Stated exercise —
Copy every line of the listing below word for word, and omit the pictures from your copy.

Records shown —
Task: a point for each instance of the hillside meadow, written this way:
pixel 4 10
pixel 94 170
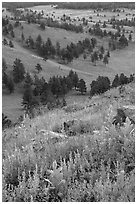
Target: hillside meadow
pixel 44 163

Solution —
Task: a point for each instance of the hillside meadow, written this way:
pixel 4 10
pixel 94 170
Target: hillside meadow
pixel 44 163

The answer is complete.